TASK TO CARRY OUT →
Rewrite the lines below as a numbered list, omitting any blank lines and leaving the pictures out of your answer.

SUPPLIED DATA →
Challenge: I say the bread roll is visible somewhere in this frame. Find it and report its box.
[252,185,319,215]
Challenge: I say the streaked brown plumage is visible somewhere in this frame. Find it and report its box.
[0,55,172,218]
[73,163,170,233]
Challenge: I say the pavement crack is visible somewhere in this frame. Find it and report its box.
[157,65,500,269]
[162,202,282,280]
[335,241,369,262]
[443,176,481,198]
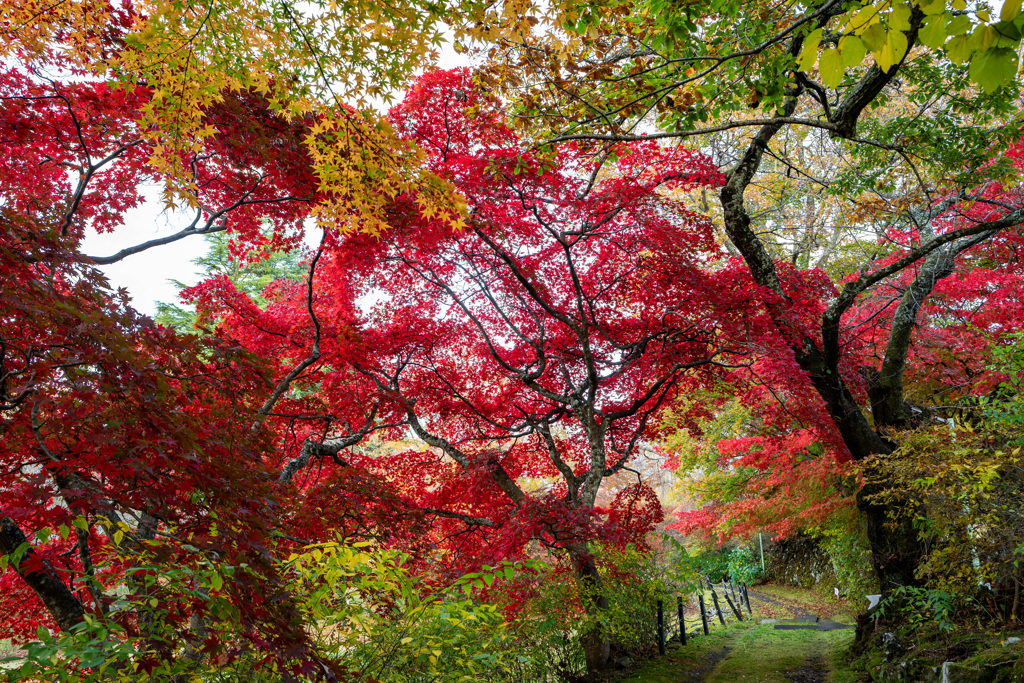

SOLUTION FOR THIS EXERCISE →
1. Challenge: I say the bread roll is visible somewhere in this frame. Find it and report its box.
2. [252,185,319,215]
3. Challenge: I say the streaked brown plumage is visible somewhere in this frame. Find it and report its box.
4. [0,55,172,218]
5. [73,163,170,233]
6. Challenge: I say the pavement crack is visible somewhere in this frame. Find it and report its box.
7. [157,65,500,269]
8. [162,202,282,280]
9. [335,241,369,262]
10. [443,176,481,198]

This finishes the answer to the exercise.